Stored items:
###

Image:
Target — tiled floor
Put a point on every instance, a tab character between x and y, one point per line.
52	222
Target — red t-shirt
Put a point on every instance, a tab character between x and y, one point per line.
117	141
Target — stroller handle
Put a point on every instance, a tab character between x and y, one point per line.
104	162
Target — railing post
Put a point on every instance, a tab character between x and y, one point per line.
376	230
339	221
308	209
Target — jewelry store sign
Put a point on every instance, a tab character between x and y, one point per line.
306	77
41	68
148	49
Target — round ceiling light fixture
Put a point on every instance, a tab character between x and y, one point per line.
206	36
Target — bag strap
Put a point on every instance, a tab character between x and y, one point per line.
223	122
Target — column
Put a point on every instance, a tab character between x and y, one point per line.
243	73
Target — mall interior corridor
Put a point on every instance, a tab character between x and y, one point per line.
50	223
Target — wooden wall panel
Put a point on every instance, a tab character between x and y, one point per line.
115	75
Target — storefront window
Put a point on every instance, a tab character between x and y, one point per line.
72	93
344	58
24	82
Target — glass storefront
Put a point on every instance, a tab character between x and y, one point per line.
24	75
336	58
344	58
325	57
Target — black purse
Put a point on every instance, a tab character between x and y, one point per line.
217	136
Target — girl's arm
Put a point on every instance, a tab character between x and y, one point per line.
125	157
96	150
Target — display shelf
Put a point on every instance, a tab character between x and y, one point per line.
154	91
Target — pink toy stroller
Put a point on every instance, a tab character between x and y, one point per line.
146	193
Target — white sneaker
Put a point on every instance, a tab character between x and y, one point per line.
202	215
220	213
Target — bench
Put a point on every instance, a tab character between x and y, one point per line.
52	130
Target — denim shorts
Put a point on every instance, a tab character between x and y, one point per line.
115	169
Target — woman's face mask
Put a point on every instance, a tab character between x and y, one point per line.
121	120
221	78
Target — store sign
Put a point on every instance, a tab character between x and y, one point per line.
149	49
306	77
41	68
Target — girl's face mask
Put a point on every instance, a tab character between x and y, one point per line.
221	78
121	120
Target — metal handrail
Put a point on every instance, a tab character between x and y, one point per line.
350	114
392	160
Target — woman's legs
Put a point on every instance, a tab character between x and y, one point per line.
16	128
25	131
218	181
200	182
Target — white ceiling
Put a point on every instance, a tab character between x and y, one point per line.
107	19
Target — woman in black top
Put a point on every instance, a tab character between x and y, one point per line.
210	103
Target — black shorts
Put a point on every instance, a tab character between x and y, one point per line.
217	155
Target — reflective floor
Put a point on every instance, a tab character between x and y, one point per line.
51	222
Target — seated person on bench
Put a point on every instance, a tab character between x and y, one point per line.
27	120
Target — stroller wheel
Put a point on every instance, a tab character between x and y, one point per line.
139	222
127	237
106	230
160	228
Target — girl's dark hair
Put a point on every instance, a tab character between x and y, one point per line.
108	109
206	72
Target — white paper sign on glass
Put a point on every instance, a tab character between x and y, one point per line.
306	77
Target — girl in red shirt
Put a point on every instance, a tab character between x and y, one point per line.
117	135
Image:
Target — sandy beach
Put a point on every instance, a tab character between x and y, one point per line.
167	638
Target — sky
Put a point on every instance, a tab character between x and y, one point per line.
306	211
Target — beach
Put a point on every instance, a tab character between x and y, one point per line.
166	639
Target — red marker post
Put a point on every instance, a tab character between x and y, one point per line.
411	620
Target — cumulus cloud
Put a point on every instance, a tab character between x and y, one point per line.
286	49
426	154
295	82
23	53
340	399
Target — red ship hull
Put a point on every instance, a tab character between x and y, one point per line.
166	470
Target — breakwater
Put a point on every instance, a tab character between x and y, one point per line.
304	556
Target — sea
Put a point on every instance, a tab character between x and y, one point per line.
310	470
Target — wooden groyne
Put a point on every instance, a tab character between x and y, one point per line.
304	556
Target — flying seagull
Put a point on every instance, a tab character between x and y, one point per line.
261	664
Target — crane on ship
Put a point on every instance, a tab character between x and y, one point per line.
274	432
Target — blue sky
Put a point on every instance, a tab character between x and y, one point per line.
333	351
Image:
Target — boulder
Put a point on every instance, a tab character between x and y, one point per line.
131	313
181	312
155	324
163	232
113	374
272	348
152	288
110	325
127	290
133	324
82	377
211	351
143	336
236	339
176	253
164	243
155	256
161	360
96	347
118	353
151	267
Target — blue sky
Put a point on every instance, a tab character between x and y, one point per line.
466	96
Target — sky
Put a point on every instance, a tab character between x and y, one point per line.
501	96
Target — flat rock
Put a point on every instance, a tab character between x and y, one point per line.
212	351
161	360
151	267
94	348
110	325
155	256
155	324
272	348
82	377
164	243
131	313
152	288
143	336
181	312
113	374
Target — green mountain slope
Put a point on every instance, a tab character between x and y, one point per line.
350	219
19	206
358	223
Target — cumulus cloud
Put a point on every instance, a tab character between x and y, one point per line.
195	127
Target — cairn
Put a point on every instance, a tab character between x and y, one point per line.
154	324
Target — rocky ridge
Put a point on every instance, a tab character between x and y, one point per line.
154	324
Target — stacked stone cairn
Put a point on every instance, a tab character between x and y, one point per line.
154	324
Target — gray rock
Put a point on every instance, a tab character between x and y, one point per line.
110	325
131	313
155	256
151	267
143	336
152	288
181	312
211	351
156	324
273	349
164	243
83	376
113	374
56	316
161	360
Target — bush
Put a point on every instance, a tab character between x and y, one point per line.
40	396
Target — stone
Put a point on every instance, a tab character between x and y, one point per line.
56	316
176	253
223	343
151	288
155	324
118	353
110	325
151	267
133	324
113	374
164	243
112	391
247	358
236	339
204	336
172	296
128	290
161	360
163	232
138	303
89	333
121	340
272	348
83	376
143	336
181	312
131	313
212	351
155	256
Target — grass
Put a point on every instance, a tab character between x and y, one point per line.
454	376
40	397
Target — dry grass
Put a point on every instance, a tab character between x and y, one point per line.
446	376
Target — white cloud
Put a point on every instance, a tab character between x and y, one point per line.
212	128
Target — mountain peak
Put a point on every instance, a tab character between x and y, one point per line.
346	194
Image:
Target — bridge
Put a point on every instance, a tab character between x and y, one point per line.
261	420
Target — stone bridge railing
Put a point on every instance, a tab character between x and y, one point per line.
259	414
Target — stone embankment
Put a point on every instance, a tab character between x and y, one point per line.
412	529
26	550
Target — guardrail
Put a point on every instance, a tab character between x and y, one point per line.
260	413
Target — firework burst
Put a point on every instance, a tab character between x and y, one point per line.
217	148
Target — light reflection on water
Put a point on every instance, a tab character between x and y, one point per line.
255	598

###

[What is asked]
Print every line of the records exactly. Omit nothing.

[Response to the exercise]
Image:
Target — tiled floor
Put a point on every instance, a tab character between x and y, one point per line.
52	222
Target — red t-shirt
Put a point on every instance, a tab character between x and y, one point per line.
117	141
Target — stroller handle
Put a point on every instance, a tab character between x and y, one point per line.
104	162
Target — railing post
Put a point on every instance, a tab character between x and y, one point per line.
376	230
339	221
308	209
Target — jewelry store sign
Put a point on every instance, a tab character between x and y, one point per line.
306	77
41	68
148	49
Target — round ceiling light fixture
Put a point on every instance, a tab character between x and y, one point per line.
206	36
Target — bag strap
Put a point on every instance, a tab character between x and y, one point per line.
223	122
Target — column
Put a point on every instance, a tab character between x and y, one point per line.
243	73
Target — mall interior corridor
Put a point on every instance, a tab character between x and y, one point per line.
50	223
Target — wooden wall panel
Put a point on every instance, a tab character between x and y, one point per line.
115	75
Target — storefront window
Put a point on every instance, a tab character between x and y, one point per line.
72	93
344	58
24	82
Target — glass storefront
Put a point on every instance, a tab character between x and y, one point per line.
24	75
336	58
344	58
325	57
Target — black purse
Put a point on every instance, a tab character between x and y, one point per line.
217	136
Target — girl's arm
Put a point on every instance, a tab character between x and y, one point per line.
125	157
96	150
Target — display shelf
Put a point on every instance, a tab character between x and y, one point per line.
154	91
Target — pink toy stroller
Put a point on every instance, a tab character between x and y, one point per line.
146	193
Target — white sneaker
Put a point on every instance, a tab character between x and y, one point per line.
202	215
220	213
Target — bench
Put a point on every instance, a tab character between x and y, one point per line.
52	130
Target — denim shorts
Put a point on every instance, a tab character between x and y, one point per line.
115	169
Target — woman's face mask
Put a point on every instance, a tab character between x and y, one point per line.
121	120
221	78
Target — store sign
Put a point on every instance, a tab character between x and y, one point per line.
149	49
306	77
41	68
Target — girl's face mask
Put a point on every instance, a tab character between x and y, one point per line.
221	78
121	120
Target — metal handrail
Put a point on every instance, a tab character between x and y, one point per line.
350	114
392	160
Target — woman's legs
Put a point on every instance, a tab character between x and y, one point per line.
16	128
25	131
218	181
200	182
Target — white ceiling
Put a point on every instance, a tab character between x and y, one point per line.
107	19
Target — woman in black top
Put a point on every instance, a tab character between x and y, one point per line.
210	103
Target — black shorts
Put a point on every instance, a tab character between x and y, one point per line.
217	155
Target — reflective floor
Put a point on every instance, a tab character between x and y, one point per line.
51	222
Target — seated person on bench
Put a point on every instance, a tab character between x and y, one point per line.
27	120
Target — stroller wheel
Put a point on every instance, a tab character between x and y, one point per line.
139	222
127	237
106	230
160	228
Target — girl's dark hair
Put a point on every instance, a tab character between x and y, one point per line.
108	109
206	72
Target — white paper sign on glass
Put a point on every instance, a tab character between x and y, one point per line.
306	77
Target — girl in red shirt
Put a point on every instance, a tab character between x and y, one point per line.
117	135
Image:
Target — sandy beach
Put a point on every instance, a tab character between x and y, one point per line.
167	638
Target — sky
Put a point on every instance, a tab character between x and y, one point per line.
306	211
Target — beach
Put a point on every instance, a tab character between x and y, one point per line.
166	639
Target — red marker post
Put a point on every instance, a tab character between x and y, one point per line.
411	620
Target — cumulus cloud
Put a point on every instance, a tab character between x and y, one point per line.
286	49
426	154
295	82
23	53
340	399
Target — red ship hull
Put a point on every instance, a tab character between x and y, one point per line.
166	470
Target — breakwater
Put a point on every instance, a tab character between x and y, one point per line.
304	556
Target — sea
Put a point on every instance, a tab character between x and y, one point per line.
310	470
Target — wooden groyne
Put a point on every instance, a tab character between x and y, one point per line.
304	556
Target — flying seagull
Put a point on every instance, a tab character between x and y, one point per line.
261	664
Target — crane on ship
Put a point on every instance, a tab character between x and y, one point per line.
274	432
Target — blue sky
Put a point on every instance, a tab character between x and y, one point per line.
333	351
Image:
Target — boulder
Put a point on every instance, a tab character between x and y, one point per line.
131	313
181	312
155	324
163	232
113	374
272	348
152	288
110	325
127	290
133	324
82	377
211	351
143	336
236	339
176	253
164	243
155	256
161	360
96	347
118	353
151	267
Target — blue sky
Put a point on every instance, a tab character between x and y, one point per line.
466	96
Target — sky
Put a point on every instance, a tab character between x and y, one point per line.
501	96
Target — flat rock
Put a point on every instance, a tab character between x and y, one point per line.
212	351
161	360
151	267
94	348
110	325
155	256
155	324
272	348
82	377
164	243
131	313
152	288
143	336
181	312
113	374
Target — green mountain slope
Put a point on every instance, a tab character between x and y, one point per line.
350	219
19	206
358	223
Target — cumulus cloud
Put a point on every instance, a tab character between x and y, one point per line.
195	127
Target — cairn
Put a point on every instance, a tab character between x and y, one point per line.
154	324
Target — rocky ridge
Put a point on every instance, a tab character between x and y, one point per line.
154	324
Target — stacked stone cairn
Put a point on every instance, a tab character between x and y, one point per line.
154	324
Target — gray rock
Put a point on every instance, a tab character between x and y, one point per line.
110	325
131	313
155	256
151	267
143	336
152	288
181	312
211	351
156	324
273	349
164	243
83	376
113	374
56	316
161	360
Target — bush
Put a point on every instance, a tab character between x and y, one point per line.
40	396
Target — stone
Put a point on every instance, a tab character between x and y, one point per line.
56	316
176	253
223	343
151	288
155	324
118	353
110	325
151	267
133	324
113	374
164	243
112	391
247	358
236	339
204	336
172	296
128	290
161	360
163	232
138	303
89	333
121	340
272	348
83	376
143	336
181	312
131	313
212	351
155	256
Target — grass
Put a point on every instance, a tab character between x and y, one point per line.
454	376
40	397
Target — dry grass
Put a point on every instance, a tab character between x and y, one point per line.
446	376
Target — white cloud
Put a point on every instance, a tab character between x and y, one point per line.
212	128
Target — mountain peak
Put a point on every instance, a tab character between x and y, one point per line.
346	194
Image:
Target — bridge
Put a point on every instance, a tab character between x and y, one point per line.
261	420
Target — stone bridge railing
Put a point on every instance, a tab character between x and y, one point per line.
259	414
Target — stone embankment
Put a point on every instance, a tab character between x and y, one point per line.
412	529
26	550
Target — guardrail
Put a point on every instance, a tab character between x and y, one point per line.
260	413
Target — firework burst
Put a point on every instance, a tab character between x and y, one point per line.
217	148
Target — light reflection on water
Put a point on every instance, a tab character between x and y, one point per line.
255	598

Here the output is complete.